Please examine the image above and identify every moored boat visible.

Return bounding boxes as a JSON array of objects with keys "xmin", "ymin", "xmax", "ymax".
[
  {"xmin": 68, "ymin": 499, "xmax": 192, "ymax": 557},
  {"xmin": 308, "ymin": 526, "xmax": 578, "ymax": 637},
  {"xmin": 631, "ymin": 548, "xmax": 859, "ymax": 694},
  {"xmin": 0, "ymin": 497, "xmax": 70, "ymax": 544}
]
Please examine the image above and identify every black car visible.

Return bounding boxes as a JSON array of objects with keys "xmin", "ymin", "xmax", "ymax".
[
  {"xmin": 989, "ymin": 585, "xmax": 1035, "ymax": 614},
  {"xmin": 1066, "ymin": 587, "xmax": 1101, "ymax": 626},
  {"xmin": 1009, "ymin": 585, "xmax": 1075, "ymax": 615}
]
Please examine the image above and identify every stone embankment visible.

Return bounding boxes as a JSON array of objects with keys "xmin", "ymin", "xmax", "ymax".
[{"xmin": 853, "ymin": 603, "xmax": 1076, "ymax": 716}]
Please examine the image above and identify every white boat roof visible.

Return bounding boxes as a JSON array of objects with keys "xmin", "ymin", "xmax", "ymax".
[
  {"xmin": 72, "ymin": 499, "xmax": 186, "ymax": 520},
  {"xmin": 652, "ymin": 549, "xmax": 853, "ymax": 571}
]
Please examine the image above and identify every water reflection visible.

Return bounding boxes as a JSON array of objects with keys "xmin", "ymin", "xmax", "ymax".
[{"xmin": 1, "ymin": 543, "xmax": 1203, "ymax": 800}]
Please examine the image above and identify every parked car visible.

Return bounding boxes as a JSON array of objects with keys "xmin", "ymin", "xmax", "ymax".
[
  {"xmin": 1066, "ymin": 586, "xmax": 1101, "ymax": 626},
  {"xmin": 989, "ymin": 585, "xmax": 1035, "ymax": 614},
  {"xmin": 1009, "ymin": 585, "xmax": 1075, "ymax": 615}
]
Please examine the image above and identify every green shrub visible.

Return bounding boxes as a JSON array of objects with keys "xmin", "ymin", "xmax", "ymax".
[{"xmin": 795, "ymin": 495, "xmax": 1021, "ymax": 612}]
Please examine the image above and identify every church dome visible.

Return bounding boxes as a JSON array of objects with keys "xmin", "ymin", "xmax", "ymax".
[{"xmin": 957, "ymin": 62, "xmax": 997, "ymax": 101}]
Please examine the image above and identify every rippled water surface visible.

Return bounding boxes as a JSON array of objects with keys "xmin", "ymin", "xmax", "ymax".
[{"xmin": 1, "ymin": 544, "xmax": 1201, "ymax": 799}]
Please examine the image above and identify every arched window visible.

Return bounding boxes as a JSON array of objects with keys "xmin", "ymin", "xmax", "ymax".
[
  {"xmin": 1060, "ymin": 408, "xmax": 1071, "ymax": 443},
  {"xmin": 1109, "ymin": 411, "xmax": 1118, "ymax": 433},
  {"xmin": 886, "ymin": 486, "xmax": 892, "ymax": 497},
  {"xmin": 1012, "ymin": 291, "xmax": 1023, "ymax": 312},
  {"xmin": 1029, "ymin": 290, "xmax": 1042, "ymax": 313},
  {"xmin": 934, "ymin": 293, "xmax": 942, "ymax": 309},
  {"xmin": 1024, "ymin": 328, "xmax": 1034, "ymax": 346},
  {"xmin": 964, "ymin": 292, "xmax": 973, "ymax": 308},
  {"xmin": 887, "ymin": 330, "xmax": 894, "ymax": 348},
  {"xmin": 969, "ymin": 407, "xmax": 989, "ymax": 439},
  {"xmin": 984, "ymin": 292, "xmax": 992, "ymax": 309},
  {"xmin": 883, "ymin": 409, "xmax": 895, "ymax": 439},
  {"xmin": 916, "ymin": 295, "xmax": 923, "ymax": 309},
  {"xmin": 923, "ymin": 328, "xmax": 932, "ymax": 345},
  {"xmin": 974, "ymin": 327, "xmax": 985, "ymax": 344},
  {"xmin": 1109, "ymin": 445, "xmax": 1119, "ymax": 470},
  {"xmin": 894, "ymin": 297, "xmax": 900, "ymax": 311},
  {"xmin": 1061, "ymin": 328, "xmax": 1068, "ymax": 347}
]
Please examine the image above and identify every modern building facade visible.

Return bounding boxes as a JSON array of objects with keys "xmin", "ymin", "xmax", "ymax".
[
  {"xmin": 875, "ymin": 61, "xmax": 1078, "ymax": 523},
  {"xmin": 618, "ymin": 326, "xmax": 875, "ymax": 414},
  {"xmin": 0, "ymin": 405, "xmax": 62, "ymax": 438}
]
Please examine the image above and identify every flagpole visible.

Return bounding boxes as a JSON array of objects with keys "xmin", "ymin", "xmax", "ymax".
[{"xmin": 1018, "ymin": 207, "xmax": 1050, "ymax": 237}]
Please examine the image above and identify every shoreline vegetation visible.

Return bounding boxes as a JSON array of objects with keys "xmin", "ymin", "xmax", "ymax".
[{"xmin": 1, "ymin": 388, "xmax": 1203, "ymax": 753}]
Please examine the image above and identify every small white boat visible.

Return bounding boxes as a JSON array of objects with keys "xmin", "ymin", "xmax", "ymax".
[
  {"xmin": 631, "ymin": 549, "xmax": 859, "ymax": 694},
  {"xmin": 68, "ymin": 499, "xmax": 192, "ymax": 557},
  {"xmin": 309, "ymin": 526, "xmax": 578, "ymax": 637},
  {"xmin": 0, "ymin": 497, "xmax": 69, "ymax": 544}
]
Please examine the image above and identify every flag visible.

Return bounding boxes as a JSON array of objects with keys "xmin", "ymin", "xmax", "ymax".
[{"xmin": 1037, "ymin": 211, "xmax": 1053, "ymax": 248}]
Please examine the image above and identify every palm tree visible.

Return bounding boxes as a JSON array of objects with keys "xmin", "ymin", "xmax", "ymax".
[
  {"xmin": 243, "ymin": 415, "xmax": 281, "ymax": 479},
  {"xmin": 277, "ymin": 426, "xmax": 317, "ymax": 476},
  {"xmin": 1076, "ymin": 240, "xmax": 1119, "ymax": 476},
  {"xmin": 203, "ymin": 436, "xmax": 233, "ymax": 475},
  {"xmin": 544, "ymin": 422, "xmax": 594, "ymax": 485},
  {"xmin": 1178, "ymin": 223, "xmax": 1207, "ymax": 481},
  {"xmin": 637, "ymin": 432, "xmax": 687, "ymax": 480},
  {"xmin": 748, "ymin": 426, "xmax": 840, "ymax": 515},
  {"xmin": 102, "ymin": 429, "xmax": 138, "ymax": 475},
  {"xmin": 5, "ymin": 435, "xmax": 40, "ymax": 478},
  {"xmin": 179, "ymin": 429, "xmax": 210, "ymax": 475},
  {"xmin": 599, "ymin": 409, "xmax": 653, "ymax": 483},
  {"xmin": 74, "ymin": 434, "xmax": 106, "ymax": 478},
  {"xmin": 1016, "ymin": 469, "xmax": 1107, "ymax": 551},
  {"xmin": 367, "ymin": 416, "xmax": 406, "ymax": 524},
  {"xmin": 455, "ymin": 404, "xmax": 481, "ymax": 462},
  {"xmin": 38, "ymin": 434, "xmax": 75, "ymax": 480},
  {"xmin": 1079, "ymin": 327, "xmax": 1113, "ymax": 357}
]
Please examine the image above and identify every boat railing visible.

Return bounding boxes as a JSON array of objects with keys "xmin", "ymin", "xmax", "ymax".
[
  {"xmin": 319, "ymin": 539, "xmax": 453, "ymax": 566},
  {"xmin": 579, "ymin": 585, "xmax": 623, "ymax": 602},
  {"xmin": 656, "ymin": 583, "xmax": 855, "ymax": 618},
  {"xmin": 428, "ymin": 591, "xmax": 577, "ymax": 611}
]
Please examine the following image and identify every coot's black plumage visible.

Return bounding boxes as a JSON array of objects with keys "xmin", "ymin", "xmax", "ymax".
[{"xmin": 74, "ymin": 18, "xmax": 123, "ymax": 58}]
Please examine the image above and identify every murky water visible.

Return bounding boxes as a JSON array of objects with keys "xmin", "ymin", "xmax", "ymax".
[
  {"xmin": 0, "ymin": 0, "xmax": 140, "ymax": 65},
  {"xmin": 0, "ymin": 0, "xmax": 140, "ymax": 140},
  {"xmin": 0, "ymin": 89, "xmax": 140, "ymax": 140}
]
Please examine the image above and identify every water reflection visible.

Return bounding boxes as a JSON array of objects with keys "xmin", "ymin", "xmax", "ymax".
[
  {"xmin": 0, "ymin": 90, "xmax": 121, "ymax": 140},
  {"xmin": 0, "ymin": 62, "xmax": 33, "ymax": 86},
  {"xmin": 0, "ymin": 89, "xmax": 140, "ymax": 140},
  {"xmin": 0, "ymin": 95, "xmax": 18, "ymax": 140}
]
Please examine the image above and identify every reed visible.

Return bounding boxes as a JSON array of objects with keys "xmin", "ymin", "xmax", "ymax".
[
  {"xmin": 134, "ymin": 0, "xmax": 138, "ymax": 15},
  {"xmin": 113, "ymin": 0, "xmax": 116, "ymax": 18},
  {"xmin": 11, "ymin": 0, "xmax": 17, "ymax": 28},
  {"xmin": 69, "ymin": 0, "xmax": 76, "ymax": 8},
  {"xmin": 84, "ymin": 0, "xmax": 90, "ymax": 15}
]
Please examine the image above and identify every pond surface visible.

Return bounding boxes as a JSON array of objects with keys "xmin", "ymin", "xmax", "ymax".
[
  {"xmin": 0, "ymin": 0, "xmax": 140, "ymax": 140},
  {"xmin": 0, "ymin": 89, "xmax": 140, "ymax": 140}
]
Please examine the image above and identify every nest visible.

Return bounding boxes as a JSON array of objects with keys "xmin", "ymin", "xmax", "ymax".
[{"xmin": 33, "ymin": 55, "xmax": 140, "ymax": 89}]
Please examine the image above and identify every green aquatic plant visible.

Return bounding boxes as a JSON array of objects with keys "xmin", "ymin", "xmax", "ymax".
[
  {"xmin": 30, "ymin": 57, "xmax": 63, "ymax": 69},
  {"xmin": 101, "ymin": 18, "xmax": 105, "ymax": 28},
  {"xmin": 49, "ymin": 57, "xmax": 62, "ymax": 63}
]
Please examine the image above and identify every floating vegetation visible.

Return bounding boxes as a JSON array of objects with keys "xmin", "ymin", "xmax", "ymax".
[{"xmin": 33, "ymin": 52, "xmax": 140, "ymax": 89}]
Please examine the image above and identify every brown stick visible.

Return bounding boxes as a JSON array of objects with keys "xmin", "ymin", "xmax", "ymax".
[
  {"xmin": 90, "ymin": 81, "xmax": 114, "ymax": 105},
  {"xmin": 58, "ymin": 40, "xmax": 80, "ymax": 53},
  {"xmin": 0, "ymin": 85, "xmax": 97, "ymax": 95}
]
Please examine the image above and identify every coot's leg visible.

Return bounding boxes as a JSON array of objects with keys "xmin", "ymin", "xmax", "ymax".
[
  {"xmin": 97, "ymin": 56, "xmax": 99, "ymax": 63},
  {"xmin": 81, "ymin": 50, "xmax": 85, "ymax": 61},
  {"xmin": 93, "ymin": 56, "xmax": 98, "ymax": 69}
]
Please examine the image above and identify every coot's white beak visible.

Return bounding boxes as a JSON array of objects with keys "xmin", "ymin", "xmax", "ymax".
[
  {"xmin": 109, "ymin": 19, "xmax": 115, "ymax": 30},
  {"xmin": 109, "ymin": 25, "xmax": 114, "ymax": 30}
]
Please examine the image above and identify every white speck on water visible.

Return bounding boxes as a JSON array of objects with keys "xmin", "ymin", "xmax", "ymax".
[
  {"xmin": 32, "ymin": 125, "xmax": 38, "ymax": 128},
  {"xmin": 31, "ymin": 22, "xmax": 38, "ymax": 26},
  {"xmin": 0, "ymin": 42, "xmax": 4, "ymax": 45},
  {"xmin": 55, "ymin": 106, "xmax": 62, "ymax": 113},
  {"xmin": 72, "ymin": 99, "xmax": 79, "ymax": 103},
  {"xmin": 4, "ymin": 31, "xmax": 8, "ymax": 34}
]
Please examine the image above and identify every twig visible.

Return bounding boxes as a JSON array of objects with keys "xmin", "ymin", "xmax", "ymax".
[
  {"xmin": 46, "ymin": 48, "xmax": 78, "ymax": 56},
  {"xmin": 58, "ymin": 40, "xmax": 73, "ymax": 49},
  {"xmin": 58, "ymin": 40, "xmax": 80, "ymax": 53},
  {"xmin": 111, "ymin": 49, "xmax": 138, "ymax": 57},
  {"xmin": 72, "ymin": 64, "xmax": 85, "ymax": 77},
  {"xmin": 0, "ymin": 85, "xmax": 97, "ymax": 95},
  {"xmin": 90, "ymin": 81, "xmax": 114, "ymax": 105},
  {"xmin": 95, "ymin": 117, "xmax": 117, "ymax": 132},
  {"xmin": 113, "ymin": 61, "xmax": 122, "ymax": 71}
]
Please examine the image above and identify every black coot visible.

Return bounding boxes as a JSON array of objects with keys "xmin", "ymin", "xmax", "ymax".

■ ■ ■

Your instructions
Reproduce exactly the lines from the one containing "Please examine the image above and identify every black coot" through the last line of the records, both included, and nothing else.

Solution to the exercise
Please examine the image above and identify every black coot visible.

Return bounding boxes as a JSON array of objects with keys "xmin", "ymin", "xmax", "ymax".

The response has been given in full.